Work required
Quote the passage on types of dunnage word for word, starting with "Dunnage comes in" and going on through "of the box.".

What are the types of dunnage?

Dunnage comes in many shapes and sizes to accommodate different products and protection requirements.

  • Bubble wrap: Perhaps the most common form of dunnage, bubble wrap is useful for shipping fragile products like glass. 
  • Air pillows: Like giant bubble wrap, air pillows are usually used to fill space to keep an item from sliding around inside its packaging. 
  • Packing peanuts: These small foam pieces provide cushioning and are useful when shipping oddly shaped products. 
  • Foam inserts: If you’ve ever unboxed a new television or computer monitor, you’ve likely noticed the foam inserts that are custom-molded to the sides of the technology. These provide both cushioning from shock and keep the product from leaning against the sides of the box. 
  • Kraft paper: Kraft paper is the nondescript brown filler that is often crumpled and used to fill space inside large boxes that hold an oddly shaped item. It’s made from recycled paper and is commonly used because it’s eco-friendly, effective, and above all, it’s cheap. 
  • Corrugated paper: This type of dunnage looks like very thin cardboard. It can withstand a broad range of weight and provides moisture protection.
  • Wood: Wood can be used as dunnage for exceptionally strong and heavy goods, like unassembled furniture. It’s typically used to create a barrier between items in the same package.
  • Industrial dunnage: Though rarely used for direct-to-consumer ecommerce, solid plastics and steel are also used as dunnage. These are primarily used in industrial shipping of high-value items. 

These are the most common types of dunnage, but if your product is exceedingly fragile or has specific, unusual dimensions, you may choose to work with a dunnage provider to design custom padding and protection for your product.

(Saved data entries)

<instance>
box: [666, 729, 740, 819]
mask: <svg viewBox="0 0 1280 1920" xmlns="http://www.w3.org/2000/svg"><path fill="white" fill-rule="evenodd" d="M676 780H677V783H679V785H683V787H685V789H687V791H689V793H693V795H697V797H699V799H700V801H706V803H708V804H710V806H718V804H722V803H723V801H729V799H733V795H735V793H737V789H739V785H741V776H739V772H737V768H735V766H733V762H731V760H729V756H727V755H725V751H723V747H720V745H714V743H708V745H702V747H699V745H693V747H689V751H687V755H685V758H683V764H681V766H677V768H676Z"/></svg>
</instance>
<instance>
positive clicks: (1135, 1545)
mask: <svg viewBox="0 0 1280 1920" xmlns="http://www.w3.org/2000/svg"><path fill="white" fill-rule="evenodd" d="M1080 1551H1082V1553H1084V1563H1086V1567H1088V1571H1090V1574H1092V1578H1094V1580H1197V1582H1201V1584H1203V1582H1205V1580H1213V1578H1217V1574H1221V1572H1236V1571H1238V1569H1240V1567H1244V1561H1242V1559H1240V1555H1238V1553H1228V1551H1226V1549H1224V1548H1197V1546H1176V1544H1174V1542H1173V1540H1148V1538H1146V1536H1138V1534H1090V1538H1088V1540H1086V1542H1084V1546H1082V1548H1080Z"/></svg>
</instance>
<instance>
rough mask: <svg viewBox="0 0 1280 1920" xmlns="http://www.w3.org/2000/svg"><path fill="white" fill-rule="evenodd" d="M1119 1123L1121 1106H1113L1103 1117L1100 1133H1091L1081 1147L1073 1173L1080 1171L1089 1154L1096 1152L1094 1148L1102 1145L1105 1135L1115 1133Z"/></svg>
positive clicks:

Exercise output
Dunnage comes in many shapes and sizes to accommodate different products and protection requirements.

  • Bubble wrap: Perhaps the most common form of dunnage, bubble wrap is useful for shipping fragile products like glass. 
  • Air pillows: Like giant bubble wrap, air pillows are usually used to fill space to keep an item from sliding around inside its packaging. 
  • Packing peanuts: These small foam pieces provide cushioning and are useful when shipping oddly shaped products. 
  • Foam inserts: If you’ve ever unboxed a new television or computer monitor, you’ve likely noticed the foam inserts that are custom-molded to the sides of the technology. These provide both cushioning from shock and keep the product from leaning against the sides of the box.